#### [Task to carry out]
Find every line in the entries below that contains the word "hair" and copy each of those lines in full.

==================================================

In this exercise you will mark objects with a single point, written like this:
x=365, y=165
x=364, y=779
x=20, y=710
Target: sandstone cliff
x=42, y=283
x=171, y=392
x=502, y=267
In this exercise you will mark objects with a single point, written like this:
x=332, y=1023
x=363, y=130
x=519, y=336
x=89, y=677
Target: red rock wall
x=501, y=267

==================================================

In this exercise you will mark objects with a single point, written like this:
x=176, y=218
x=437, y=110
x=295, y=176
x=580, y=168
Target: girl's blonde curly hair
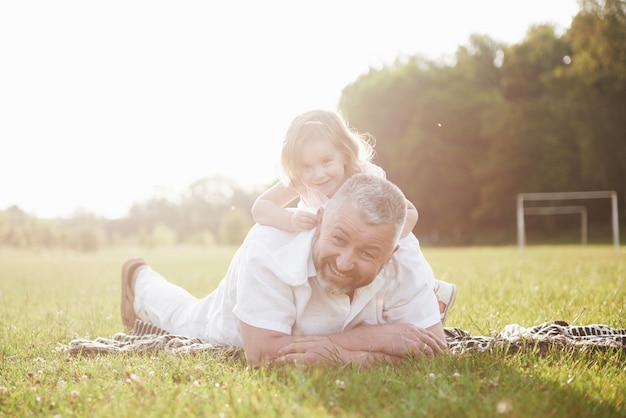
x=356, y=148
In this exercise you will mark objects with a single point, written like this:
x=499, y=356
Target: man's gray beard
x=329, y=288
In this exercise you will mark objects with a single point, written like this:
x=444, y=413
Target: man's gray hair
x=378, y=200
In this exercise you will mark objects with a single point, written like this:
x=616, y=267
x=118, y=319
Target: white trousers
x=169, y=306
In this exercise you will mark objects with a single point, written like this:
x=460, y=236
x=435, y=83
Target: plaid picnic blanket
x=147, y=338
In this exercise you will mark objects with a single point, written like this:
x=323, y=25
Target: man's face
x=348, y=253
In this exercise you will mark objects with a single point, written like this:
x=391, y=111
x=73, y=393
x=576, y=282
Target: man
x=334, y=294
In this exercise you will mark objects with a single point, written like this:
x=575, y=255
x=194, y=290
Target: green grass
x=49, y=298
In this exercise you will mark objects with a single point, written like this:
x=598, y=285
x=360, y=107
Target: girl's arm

==================================================

#### [Final answer]
Target: girl's blonde curly hair
Target: man's gray hair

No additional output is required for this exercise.